_What you are asked to do_
Output all the records word for word. Drop the pictures.

_Given entries_
--------------------------------------------------
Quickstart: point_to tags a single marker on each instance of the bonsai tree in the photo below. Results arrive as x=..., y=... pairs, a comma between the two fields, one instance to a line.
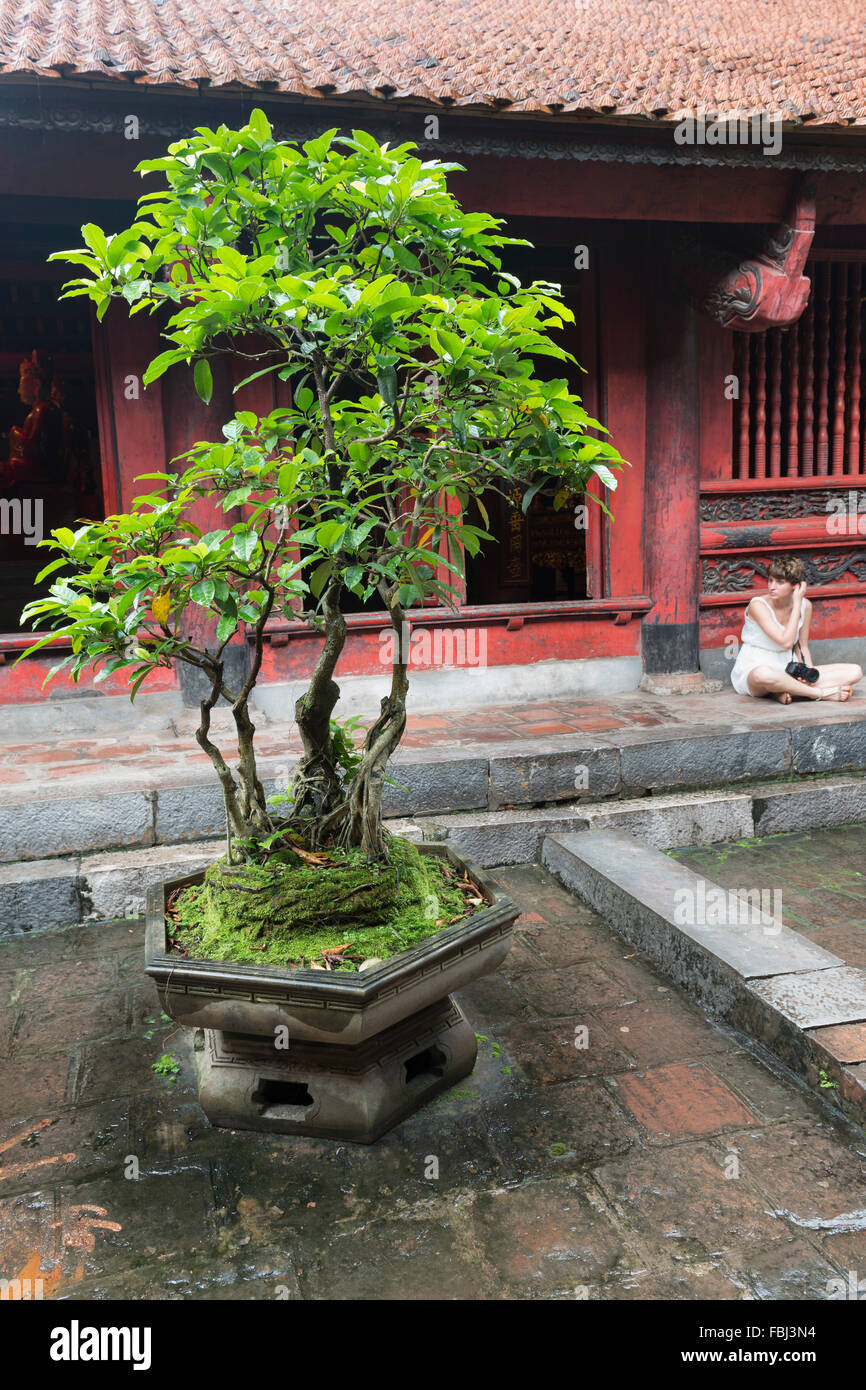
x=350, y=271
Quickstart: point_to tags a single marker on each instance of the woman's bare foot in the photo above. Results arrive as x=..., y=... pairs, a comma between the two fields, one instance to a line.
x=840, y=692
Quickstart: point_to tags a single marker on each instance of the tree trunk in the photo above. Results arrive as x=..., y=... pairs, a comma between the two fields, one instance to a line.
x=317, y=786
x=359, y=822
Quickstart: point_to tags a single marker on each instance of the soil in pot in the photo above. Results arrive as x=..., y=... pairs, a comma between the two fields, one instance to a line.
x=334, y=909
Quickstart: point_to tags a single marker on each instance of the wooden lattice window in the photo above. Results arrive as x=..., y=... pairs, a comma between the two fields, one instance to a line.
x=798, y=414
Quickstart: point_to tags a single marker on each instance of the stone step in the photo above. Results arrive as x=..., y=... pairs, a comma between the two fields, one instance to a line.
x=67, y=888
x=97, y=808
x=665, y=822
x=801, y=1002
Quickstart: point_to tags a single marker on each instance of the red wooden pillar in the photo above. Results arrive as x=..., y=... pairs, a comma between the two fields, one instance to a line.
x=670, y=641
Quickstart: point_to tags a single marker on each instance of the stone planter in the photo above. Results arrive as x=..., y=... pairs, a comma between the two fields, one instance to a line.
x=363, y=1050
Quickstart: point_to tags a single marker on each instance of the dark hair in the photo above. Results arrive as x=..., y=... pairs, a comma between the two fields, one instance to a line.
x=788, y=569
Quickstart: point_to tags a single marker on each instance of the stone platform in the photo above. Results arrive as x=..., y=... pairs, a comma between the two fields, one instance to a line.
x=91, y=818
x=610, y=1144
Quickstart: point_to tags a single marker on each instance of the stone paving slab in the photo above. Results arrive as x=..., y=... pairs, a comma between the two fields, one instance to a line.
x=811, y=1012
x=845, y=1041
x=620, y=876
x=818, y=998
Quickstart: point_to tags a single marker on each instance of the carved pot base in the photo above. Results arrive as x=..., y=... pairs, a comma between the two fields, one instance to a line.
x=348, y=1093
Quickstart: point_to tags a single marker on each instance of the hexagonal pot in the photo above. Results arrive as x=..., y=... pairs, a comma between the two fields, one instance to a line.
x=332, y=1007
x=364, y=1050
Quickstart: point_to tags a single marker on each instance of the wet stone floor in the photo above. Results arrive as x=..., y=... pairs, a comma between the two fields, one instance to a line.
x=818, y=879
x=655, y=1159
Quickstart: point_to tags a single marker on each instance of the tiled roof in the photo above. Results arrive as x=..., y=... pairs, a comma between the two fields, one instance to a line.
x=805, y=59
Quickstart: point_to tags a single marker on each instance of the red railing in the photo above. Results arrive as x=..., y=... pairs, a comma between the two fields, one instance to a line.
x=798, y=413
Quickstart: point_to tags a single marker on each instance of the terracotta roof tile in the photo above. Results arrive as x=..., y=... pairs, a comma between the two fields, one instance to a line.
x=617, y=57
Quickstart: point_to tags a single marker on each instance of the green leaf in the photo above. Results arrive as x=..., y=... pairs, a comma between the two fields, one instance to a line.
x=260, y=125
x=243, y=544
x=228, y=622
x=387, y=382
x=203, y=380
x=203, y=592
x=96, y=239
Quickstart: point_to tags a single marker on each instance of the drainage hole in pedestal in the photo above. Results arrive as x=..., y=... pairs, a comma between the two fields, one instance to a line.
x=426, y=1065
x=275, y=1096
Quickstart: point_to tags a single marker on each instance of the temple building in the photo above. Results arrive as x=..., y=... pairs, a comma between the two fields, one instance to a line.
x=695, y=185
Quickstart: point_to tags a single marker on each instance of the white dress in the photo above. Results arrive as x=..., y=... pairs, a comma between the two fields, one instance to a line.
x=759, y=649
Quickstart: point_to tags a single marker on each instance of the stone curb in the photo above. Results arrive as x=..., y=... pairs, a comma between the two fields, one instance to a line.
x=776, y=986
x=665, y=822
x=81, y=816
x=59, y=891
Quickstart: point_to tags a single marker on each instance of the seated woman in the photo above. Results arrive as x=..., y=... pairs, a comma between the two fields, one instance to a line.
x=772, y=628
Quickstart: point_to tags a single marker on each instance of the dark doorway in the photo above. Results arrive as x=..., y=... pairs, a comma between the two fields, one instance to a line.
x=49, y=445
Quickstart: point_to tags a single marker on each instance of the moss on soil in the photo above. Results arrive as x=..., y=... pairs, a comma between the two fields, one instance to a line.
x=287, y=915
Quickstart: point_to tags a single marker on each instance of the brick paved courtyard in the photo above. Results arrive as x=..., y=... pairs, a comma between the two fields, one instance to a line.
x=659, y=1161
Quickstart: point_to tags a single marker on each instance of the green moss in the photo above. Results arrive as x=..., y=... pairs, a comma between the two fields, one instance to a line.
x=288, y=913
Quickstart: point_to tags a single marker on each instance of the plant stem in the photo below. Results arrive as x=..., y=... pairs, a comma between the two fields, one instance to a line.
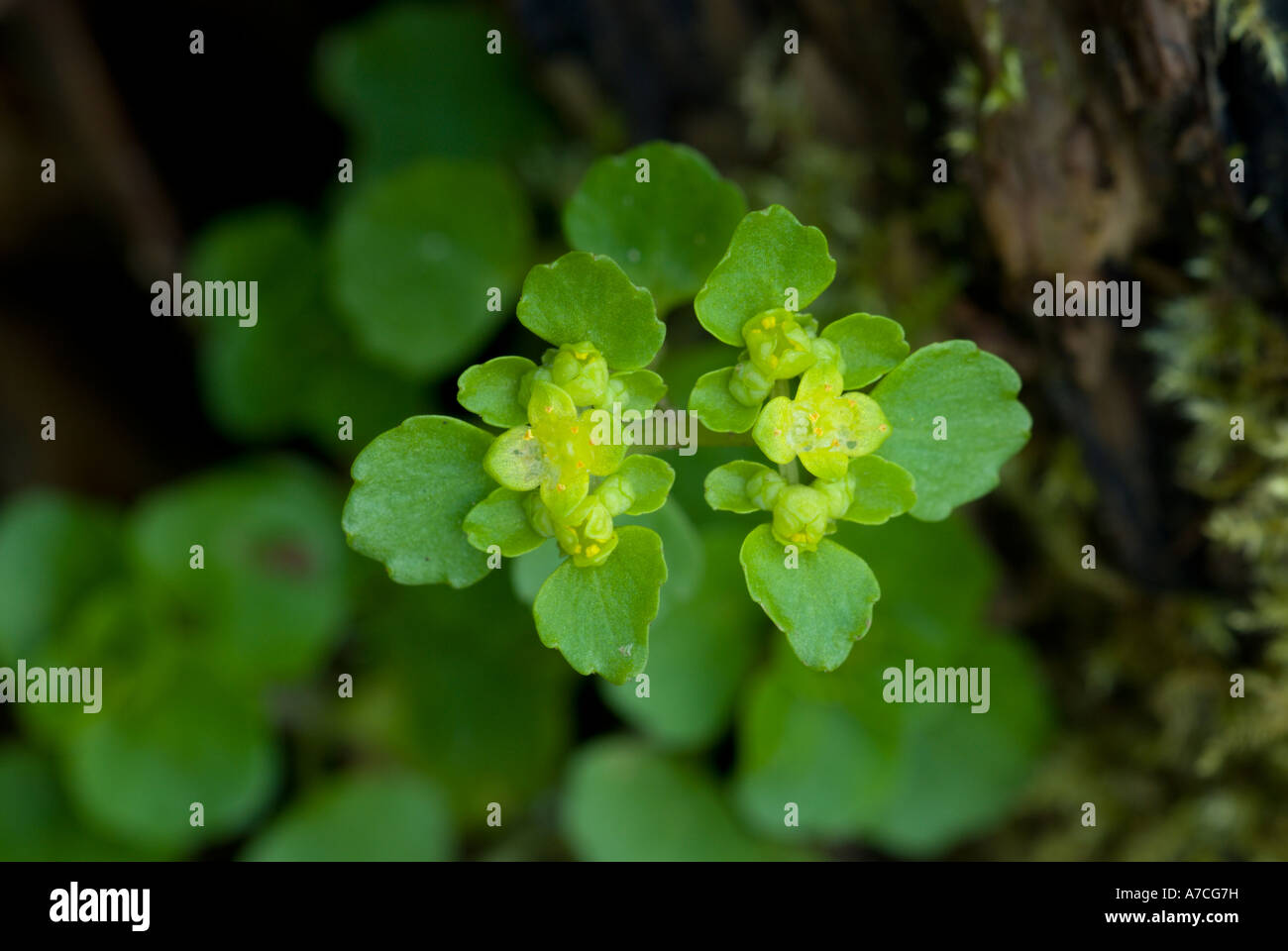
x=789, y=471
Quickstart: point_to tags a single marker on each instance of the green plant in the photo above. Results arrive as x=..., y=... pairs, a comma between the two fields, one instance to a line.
--------------------------------------------------
_Answer to this exercise_
Quickstart: point_to tags a single marker on each instance of the bonsai tree in the photo below. Results arrive as x=..., y=... pairs, a comma between the two fields, one instance to a line.
x=350, y=271
Quickstart: point_to tags a single marker on each instance of the woman's bare foot in the photo above. Results arrive as x=..., y=... pairs, a comma between the two fields, one instance to a line.
x=840, y=692
Quickstart: point_to tags a single marker on each instance of the tree trunk in the photo above. Results arrive as x=..., y=... pairs, a comma between the two fields, one instance to a line.
x=317, y=786
x=359, y=822
Quickstart: point_to tags a single marker on each instance of the soil in pot in the photo above. Results arrive as x=..., y=... pairs, a comma between the two fields, one instance to a line.
x=334, y=909
Quickstart: point_to tags a single marker on each instance of the wooden lattice window in the photo above. Results arrive as x=..., y=... pairs, a comma between the two fields, one instance to a line.
x=798, y=414
Quickstart: point_to tags a single marker on each instance of the stone step in the photo above. Results arrive as x=..., y=... pairs, a comma between the two fields, one instance to a line.
x=67, y=888
x=97, y=808
x=665, y=822
x=801, y=1002
Quickstart: point_to tags a single marker on each instance of the red wooden pillar in the photo above. Results arrive as x=..., y=... pairs, a comma between the two fields, one instance to a line.
x=670, y=641
Quickstart: point_to tags a single marker on each instance of the stone planter in the photo above. Results arrive as x=..., y=... pairs, a comma between the two fields, one instance to a line.
x=363, y=1050
Quickstart: point_to tags a single marker on each instance of the dark hair in the photo above. Results arrive as x=..., y=... pairs, a comma between the two fields, one instance to a line.
x=788, y=569
Quickstart: point_to tags a single marker on each instance of the stone platform in the photo above. Results arrive as x=..., y=... pairs, a comma between the two fields, one instance to a line.
x=91, y=818
x=610, y=1144
Quickstart: point_to tags a single marker on each instance of the stone paving slab in the photo above. Results arrive as x=..., y=... pairs, a comma between the two fields, one instance to a line.
x=811, y=1012
x=845, y=1041
x=620, y=876
x=818, y=998
Quickstart: point_to tags a single marker on each instance of the carved pot base in the photo above. Results arrive as x=..., y=... pairs, a comma between the two fields, one instance to a line.
x=348, y=1093
Quickstart: point_to tags a single marker on each instance of the hexagonal pot in the photo above. Results arrive as x=..., y=... pairs, a comma between the two fields, one instance to a line.
x=332, y=1007
x=364, y=1050
Quickstart: point_to tags a single marker on each instance of the wet stone floor in the photo above. Results arrive as x=..., y=... pairs, a comma between the two fields, one instance to a line.
x=818, y=879
x=655, y=1159
Quickstart: point_to tags a single marker on each instance of the tiled roof in the photo above. Results arrive as x=..., y=... pairs, a comma between the two fields, one instance to a line.
x=805, y=59
Quickstart: point_to tags a single marker on each instance of the red railing in the photo above. Results arrive as x=..., y=... pairs, a comma between the two fields, one instance to a line.
x=798, y=413
Quickstart: point_to tags a single marker on each instance of the terracotta roof tile in the photo above. Results arrive as x=..., y=... pairs, a comma between the two fields, one instance to a line.
x=617, y=57
Quickstart: point_to tags a single marker on each instance of the green leaf in the photo above. Results arrive as x=..., y=... pairs, a comma between the two fields, one instance to a line.
x=260, y=125
x=243, y=544
x=228, y=622
x=387, y=382
x=203, y=380
x=203, y=592
x=96, y=239
Quickstart: point_to tags a single marker on each instance of the drainage hole in pedestal in the photo above. Results arrive as x=..., y=... pairs, a comma between the two fields, one instance to a line.
x=426, y=1065
x=275, y=1096
Quickstart: point_to tags a single marker on each instance of the temple building in the photo above. Results arrive as x=..., y=... pairs, a comma between the two fields, one instance to a line.
x=695, y=185
Quickstart: point_to tags a single marker on each instance of the white dress in the photo above. Results arrive as x=..., y=... pairs, a comma between the two fields, one instance to a line.
x=759, y=649
Quickstart: point_to tags a single marker on each instance of the stone curb in the photo above. Results arrive as x=..., y=... pairs, a comma between the two fields, one instance to a line.
x=776, y=986
x=665, y=822
x=81, y=816
x=59, y=891
Quickstart: point_to tags a single marker on each instance of the seated woman in the photo above. Results arrive as x=..., y=... pairs, a comma between the two fields, one instance to a line.
x=772, y=628
Quickstart: point_to tags a single marker on each instance of the dark doorway in the photo above. Results arrive as x=..., y=... pairs, a comma between the two fields, one instance to a line.
x=49, y=445
Quickstart: point_to tags a single marker on each instance of the moss on soil in the photo above. Results arrive as x=..., y=... pairs, a comma between the two fields, one instance to a line.
x=287, y=915
Quickstart: point_to tags a single marker on each instance of the brick paved courtyard in the photo above. Results arrive as x=..., y=... pairs, a comma between the two fields, one instance to a line.
x=659, y=1161
Quickstart: point_to tags a single marker on each instance of the green moss in the photo above. Results arrive as x=..., y=... pairs, a comma between the two fields, one instance to a line.
x=288, y=913
Quickstart: point_to tags a single marker on each instance of the plant stem in the photo below. Results arrive as x=..., y=... pairs, a comma between the two fields, one instance to a line.
x=789, y=471
Quickstart: point_to tags a single marker on each instance of the green plant in the photo above. Results arrive as x=..., y=... pairs, a comma between the two fields, one instance to a line.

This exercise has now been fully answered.